**** 読解用抜粋

2012年春から出版デジタル機構の立ち上げなど電子書籍(アマゾンのキンドルファイアーや楽天のコボ)の本格商戦の開始、ジャスラックと妥協したアップルのiCloudによる音楽サービス開始、NOTTVやもっとTVによるスマートテレビの開始、東京スカイツリーの稼働と明らかに日本は本格的なスマート機器革命の時代に入ろうとしています。

 

国内の情報消費財産業(書籍、音楽、映画やテレビ、ゲーム)はデジタル化、電子化の波に怯えながらもそれに対応する姿勢が見えます。

 

一方家電など機器メーカーは戦う前から「スマート敗戦」と言った状況です。

ソニー、パナソニック、シャープの大幅赤字予想と社長交代、任天堂の赤字予想、NECのリストラなどがそれを象徴しています。

問題はスマート機器(スマートフォン、スマートテレビ、ゲーム機)と言った最先端分野での負け戦であり、米韓メーカーの後塵を拝している点でしょう。

 

筆者は情報消費財産業を翻弄し、機器メーカーにスマート敗戦をもたらした主因は6重苦などの単なる現象的な経済要因を除けば「もの支配論理からサービス支配論理」への全産業的転換の失敗であると考えています。別の表現をすれば「ものつくりからICTもの作りへの転換の失敗」と言う事でしょう。

 

家電版「覇者の驕り」――名門家電メーカーは垂直統合モデルから脱却できるか

 

Amazon vs. Apple: Competing Ecosystem Strategies

 

Competing with Apple: 'Great products may not even be necessary'

 

<サービス支配論理とエコシステム>

 ハーバードビジネスレビューの3月号にはダートマス大学のドン・アドナー教授は「現代は機器の後ろにあるエコシステムの構築が重要であって、偉大な製品すら要らない時代」と指摘しています。そしてアップルの機器とプライベートブランドとも言うべきキンドルファイアーを作ったアマゾンの時代であると指摘して、サムスン、東芝、モトローラ、HP、リム、HTCなどが対応できない世界であるとその差を説いています。

********
**** データセットレコード

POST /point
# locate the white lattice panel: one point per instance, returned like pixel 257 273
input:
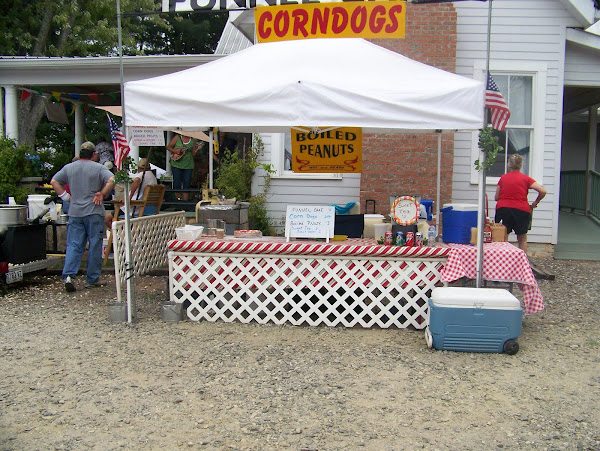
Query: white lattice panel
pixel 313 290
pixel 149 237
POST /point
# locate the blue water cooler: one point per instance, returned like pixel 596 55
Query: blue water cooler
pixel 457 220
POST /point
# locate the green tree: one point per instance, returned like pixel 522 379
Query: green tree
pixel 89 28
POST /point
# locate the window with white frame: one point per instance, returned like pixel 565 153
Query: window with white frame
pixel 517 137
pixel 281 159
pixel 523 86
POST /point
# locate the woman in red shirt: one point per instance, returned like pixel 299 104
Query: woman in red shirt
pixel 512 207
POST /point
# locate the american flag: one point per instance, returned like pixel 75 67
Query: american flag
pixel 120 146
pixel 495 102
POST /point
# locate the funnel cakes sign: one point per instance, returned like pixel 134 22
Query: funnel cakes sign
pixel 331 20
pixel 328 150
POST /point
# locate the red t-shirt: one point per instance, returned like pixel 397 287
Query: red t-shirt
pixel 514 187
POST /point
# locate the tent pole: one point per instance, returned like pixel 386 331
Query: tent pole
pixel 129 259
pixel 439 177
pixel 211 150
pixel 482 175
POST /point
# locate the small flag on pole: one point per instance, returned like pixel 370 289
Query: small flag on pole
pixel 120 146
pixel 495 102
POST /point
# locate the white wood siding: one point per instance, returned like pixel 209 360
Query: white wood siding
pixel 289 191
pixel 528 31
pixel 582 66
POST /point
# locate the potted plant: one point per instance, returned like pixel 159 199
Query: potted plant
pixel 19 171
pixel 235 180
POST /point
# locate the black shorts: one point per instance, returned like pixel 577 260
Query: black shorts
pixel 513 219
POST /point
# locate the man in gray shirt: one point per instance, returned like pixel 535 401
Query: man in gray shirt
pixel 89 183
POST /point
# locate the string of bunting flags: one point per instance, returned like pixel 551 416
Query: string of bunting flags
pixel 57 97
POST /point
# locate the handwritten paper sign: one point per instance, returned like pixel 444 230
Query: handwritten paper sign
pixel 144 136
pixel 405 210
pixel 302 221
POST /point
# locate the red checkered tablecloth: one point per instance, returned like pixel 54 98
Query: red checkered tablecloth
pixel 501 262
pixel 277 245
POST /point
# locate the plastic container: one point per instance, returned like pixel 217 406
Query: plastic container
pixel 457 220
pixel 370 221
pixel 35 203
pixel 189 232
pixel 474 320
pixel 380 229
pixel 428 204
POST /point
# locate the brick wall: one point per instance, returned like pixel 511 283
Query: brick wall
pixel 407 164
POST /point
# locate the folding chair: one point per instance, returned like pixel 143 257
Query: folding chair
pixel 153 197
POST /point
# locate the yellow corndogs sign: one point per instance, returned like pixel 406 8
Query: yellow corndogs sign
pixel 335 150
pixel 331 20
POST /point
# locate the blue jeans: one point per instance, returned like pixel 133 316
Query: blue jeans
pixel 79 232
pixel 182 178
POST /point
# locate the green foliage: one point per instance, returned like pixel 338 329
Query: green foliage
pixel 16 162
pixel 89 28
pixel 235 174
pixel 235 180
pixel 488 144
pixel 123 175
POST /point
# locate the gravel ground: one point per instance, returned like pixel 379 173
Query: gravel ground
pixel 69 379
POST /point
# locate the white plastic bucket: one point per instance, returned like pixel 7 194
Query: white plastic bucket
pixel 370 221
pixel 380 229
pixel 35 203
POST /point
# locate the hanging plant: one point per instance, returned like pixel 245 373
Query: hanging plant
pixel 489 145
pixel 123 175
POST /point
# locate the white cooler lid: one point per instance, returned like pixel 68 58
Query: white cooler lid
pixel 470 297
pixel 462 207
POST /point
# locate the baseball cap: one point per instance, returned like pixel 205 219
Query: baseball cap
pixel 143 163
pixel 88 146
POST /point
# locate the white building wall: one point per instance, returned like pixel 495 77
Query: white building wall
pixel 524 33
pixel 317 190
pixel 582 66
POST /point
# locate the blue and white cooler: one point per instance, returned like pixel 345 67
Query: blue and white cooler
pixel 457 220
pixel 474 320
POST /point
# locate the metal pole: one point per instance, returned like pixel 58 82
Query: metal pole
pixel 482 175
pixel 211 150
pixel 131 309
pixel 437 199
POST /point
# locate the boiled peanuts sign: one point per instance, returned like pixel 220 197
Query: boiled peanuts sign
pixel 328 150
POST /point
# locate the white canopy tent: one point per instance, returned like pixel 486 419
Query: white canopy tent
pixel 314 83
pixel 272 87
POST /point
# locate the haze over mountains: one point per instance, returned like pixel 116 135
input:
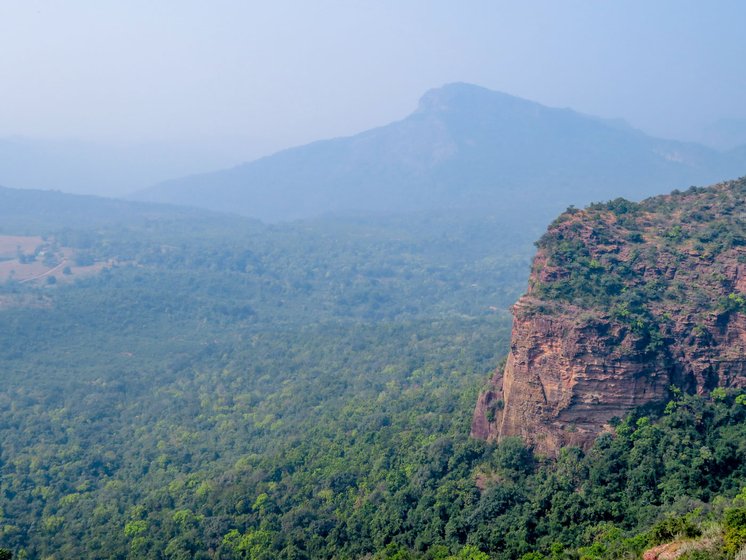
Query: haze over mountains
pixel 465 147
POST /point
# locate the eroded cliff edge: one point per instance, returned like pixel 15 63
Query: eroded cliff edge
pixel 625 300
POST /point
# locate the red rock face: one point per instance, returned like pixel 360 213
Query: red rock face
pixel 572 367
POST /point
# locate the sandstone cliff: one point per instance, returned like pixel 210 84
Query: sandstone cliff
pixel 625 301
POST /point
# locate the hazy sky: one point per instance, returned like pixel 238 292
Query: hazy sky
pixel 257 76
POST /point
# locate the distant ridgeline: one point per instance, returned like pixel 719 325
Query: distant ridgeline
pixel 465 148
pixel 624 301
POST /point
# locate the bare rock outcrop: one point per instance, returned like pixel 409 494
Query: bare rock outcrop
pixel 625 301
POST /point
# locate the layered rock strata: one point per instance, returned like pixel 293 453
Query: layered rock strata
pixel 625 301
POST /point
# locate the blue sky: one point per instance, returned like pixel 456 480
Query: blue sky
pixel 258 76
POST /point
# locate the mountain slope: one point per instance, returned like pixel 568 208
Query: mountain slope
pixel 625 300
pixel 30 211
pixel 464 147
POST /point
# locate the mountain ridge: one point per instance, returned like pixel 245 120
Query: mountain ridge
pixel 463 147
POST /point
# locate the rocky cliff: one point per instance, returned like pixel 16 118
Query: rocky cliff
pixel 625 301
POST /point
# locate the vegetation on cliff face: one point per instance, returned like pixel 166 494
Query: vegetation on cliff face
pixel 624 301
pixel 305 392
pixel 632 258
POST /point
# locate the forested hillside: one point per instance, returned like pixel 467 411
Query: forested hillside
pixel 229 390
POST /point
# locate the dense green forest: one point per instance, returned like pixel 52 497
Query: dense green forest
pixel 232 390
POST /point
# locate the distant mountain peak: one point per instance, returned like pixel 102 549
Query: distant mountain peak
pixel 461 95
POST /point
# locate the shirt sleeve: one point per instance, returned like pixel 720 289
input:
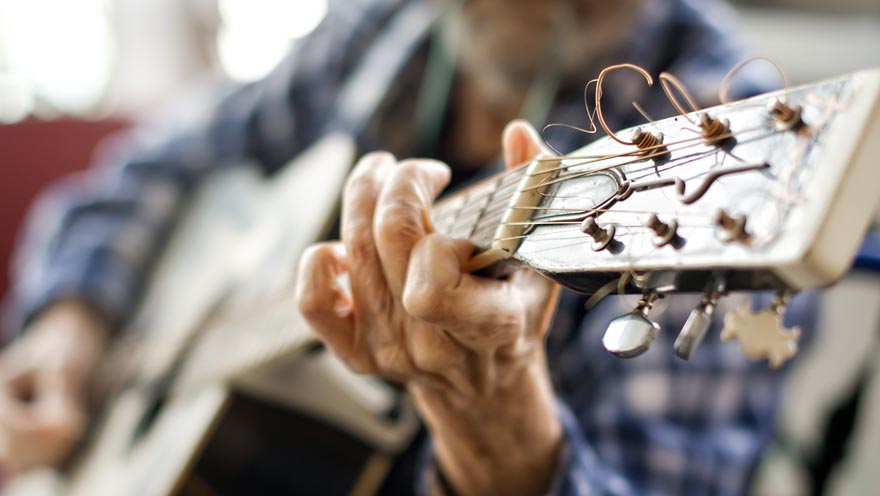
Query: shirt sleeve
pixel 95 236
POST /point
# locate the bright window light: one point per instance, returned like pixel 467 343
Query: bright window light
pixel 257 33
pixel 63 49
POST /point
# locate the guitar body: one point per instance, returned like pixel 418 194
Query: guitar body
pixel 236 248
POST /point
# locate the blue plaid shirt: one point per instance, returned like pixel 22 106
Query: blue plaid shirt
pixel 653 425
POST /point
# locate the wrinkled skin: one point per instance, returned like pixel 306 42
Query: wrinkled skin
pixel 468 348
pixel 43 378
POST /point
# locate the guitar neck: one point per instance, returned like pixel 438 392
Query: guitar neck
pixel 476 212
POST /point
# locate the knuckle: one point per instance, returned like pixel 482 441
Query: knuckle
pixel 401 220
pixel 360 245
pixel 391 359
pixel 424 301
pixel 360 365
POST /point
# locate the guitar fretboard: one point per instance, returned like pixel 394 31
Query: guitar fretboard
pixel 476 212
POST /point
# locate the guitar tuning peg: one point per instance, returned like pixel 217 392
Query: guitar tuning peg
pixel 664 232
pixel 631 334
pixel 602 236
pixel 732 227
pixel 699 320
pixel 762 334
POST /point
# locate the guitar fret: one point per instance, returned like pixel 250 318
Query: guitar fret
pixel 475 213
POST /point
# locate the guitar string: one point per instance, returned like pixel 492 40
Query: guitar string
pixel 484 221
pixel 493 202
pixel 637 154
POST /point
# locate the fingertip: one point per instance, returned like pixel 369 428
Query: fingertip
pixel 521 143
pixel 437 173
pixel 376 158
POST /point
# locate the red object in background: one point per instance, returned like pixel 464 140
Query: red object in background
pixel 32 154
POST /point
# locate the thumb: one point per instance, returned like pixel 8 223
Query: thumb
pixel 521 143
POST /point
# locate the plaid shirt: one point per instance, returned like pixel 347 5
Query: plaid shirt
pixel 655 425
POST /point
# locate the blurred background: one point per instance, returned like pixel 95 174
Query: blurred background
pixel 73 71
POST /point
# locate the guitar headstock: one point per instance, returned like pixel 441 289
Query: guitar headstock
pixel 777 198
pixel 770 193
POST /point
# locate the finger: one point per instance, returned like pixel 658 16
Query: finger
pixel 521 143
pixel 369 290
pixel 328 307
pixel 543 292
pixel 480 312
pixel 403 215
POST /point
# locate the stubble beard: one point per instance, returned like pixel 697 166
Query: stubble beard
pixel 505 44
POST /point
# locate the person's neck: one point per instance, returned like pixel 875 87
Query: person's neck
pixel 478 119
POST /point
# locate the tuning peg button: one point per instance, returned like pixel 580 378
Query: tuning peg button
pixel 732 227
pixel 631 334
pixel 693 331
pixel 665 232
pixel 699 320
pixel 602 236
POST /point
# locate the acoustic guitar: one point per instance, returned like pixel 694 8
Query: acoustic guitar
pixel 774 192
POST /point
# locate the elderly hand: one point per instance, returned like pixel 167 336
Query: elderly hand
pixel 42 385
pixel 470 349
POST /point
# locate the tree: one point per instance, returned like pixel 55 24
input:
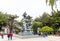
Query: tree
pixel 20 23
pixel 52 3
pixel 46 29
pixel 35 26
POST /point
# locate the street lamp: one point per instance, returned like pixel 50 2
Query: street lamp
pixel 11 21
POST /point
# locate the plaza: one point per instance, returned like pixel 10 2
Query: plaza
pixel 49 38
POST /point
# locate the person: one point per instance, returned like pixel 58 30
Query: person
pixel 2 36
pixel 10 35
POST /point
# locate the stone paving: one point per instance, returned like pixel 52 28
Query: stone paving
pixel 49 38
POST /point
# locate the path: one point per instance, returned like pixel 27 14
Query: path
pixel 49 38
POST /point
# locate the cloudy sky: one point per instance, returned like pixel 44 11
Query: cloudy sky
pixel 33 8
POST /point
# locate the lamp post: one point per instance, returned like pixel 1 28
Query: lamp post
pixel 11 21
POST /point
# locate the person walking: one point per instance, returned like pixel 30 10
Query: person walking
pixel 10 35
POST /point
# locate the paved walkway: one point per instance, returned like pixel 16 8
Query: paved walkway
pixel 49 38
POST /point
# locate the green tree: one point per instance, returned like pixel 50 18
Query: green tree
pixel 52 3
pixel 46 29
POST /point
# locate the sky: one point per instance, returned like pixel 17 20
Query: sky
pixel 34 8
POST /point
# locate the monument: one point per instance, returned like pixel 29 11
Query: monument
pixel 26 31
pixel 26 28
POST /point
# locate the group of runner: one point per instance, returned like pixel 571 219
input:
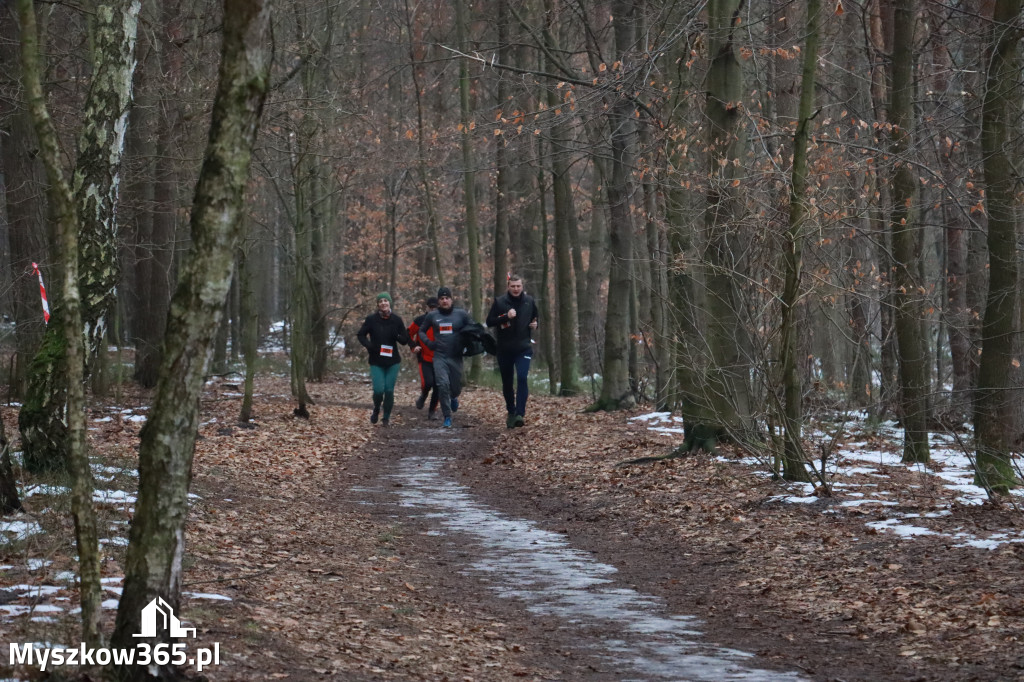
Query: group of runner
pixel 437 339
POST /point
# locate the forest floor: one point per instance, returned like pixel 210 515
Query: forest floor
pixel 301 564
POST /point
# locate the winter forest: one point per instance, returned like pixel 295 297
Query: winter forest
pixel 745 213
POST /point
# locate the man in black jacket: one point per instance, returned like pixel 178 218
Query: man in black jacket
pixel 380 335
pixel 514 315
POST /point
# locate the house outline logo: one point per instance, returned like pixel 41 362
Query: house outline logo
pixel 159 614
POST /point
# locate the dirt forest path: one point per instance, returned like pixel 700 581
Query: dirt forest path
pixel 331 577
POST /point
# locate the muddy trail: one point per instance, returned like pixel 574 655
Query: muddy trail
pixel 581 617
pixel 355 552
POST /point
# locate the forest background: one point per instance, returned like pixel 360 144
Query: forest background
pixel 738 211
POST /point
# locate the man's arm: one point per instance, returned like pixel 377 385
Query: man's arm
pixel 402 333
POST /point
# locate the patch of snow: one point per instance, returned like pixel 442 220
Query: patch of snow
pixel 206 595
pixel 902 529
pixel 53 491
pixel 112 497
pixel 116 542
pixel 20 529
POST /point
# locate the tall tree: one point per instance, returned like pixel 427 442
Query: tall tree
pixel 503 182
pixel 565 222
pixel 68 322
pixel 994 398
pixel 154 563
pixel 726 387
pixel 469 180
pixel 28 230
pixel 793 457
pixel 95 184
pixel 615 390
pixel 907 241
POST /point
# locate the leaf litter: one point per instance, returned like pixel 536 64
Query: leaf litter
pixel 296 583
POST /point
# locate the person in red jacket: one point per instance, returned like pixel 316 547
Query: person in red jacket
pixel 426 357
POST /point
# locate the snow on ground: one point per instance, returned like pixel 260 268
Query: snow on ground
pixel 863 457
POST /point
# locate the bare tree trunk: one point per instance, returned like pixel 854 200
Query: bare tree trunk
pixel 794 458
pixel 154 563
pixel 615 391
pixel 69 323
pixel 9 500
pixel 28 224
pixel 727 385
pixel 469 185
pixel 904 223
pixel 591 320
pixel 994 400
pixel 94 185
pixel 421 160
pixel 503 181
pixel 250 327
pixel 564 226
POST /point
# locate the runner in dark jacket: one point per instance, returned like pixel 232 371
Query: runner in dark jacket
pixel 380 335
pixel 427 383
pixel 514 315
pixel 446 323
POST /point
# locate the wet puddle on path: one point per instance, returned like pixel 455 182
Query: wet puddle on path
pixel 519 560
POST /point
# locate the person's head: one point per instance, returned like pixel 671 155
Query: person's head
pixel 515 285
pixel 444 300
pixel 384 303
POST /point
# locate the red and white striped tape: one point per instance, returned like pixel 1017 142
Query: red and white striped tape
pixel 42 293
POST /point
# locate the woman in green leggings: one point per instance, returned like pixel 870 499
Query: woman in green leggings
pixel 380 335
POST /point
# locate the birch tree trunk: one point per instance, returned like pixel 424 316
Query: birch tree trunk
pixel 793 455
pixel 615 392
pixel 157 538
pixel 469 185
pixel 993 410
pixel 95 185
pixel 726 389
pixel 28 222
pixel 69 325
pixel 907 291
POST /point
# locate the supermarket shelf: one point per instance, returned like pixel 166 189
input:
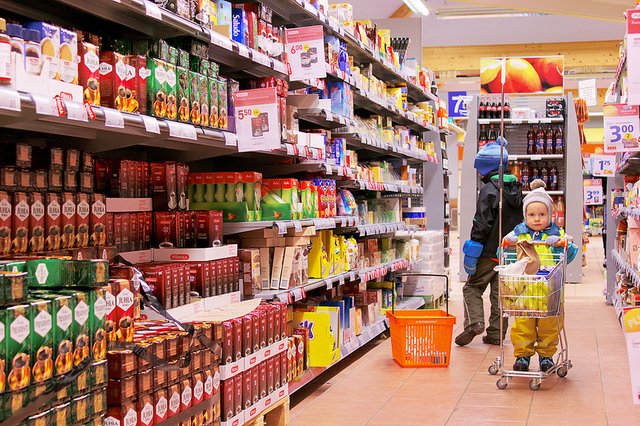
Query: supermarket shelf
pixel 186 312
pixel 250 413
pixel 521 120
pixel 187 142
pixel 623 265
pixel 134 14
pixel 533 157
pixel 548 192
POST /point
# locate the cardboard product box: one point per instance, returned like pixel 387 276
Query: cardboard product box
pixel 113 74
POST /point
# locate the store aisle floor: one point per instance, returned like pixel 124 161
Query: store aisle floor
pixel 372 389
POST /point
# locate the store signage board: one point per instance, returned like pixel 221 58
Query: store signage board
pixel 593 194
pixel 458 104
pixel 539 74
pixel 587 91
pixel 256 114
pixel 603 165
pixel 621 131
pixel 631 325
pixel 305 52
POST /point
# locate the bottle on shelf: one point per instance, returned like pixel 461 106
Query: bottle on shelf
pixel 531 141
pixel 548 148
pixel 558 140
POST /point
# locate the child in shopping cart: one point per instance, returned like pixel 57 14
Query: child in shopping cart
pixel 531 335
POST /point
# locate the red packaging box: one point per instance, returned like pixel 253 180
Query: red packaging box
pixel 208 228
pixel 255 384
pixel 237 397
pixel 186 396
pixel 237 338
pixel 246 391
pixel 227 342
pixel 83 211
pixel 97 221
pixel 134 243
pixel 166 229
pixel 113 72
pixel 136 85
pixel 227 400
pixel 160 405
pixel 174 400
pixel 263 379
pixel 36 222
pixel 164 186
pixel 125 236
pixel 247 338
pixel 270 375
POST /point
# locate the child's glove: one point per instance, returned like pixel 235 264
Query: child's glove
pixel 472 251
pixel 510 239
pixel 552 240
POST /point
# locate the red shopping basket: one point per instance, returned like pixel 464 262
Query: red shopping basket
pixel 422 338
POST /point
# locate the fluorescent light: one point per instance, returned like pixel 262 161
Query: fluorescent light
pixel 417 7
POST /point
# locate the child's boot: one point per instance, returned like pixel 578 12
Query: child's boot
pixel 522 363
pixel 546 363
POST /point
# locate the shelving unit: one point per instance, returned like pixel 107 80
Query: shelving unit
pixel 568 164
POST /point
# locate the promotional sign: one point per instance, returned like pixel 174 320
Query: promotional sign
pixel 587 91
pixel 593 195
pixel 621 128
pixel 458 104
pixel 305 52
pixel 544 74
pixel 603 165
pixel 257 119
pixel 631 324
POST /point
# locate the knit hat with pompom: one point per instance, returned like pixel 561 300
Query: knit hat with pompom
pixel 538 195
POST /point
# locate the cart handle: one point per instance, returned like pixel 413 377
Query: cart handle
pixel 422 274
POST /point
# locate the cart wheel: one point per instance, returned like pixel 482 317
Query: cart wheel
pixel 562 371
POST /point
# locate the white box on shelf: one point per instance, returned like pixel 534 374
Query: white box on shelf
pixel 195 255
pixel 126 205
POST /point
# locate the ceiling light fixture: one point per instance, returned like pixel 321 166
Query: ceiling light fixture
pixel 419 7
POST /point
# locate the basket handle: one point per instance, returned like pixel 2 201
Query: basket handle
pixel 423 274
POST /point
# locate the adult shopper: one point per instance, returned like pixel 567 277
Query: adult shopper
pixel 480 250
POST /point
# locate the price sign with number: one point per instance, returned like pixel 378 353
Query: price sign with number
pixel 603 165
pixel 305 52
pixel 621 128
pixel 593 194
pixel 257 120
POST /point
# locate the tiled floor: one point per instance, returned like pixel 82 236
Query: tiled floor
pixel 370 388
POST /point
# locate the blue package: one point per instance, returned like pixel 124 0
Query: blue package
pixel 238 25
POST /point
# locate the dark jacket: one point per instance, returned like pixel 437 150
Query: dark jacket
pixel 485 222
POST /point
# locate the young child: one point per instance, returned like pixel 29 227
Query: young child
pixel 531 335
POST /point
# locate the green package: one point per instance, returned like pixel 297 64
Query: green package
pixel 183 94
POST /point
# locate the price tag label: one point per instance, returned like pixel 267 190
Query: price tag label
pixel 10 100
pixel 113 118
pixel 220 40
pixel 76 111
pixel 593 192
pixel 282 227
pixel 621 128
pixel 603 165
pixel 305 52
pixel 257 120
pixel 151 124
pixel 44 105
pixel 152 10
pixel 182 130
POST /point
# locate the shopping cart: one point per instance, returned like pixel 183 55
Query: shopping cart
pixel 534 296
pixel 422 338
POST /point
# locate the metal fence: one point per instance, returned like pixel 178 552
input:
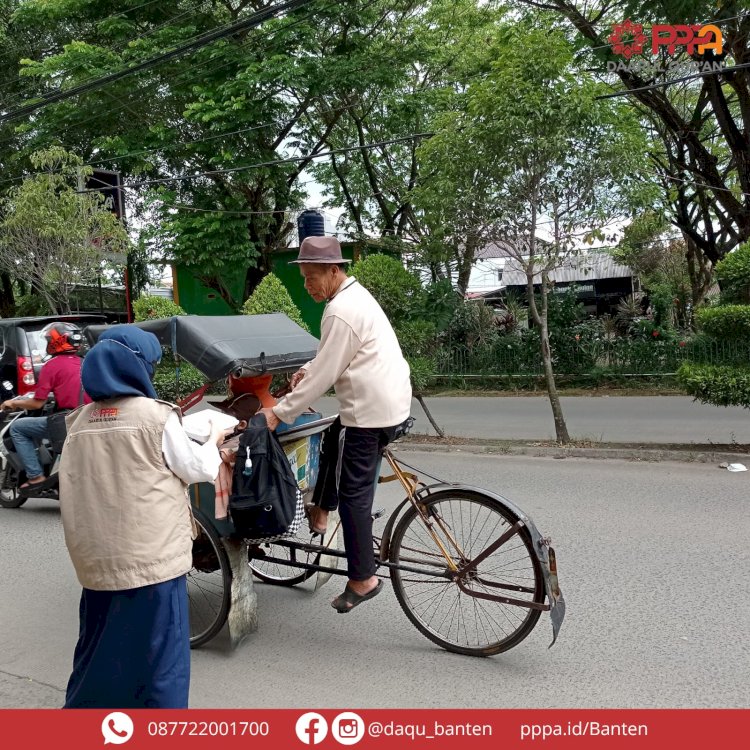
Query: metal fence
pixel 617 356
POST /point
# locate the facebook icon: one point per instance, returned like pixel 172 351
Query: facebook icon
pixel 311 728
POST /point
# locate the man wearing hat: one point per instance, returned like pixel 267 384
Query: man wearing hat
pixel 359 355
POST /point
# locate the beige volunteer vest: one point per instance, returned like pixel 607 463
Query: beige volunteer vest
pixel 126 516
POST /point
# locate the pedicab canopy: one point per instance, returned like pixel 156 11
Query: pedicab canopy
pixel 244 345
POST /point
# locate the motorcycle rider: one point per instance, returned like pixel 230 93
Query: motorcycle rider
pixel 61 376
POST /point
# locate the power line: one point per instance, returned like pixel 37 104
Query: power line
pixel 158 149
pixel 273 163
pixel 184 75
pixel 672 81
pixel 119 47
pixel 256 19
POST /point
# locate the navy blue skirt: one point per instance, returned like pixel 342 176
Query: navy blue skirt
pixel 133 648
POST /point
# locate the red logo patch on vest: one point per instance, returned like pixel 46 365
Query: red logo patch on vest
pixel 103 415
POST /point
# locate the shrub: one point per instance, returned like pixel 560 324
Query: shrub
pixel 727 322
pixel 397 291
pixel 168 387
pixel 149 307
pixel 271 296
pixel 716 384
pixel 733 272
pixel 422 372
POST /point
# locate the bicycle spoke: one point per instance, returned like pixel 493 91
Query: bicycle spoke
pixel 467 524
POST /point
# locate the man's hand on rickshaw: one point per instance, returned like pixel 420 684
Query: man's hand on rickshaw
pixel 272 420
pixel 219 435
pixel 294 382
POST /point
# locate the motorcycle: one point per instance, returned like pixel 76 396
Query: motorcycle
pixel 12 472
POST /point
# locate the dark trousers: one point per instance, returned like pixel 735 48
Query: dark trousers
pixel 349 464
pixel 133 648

********

§ **解くべき課題**
1. レコードのうち、文字列「fluorescent」を含む行をすべて抜き出してください。
2. 日本のスマート機器産業とエコシステムについての文章を、最後の文に続けて書き進めてください。

§ **回答一覧**
1.
# locate the fluorescent light: one point per instance, returned like pixel 262 161
Query: fluorescent light

2.
具体的にはアップルのアプリ開発者コミュニティ、iCloudやiTunesストア、それと一体化した様々なアップルの機器(iPhoneiPadiPod、アップルテレビ、マック)の組み合わせと言う事なんでしょう。

そしてそれに対抗しているのはキンドルファイアーを作った唯一アマゾンだと述べています。

 

「アマゾンのキンドルファイアーはカメラも無く、メモリーも少ない全く偉大で無い製品だが良く売れている。それはアマゾンのエコシステムのお陰だ」と言う主張です。そして偉大なエコシステムの前にはアップルのような偉大な製品すら不必要かもしらないと述べています。この指摘は面白いですね。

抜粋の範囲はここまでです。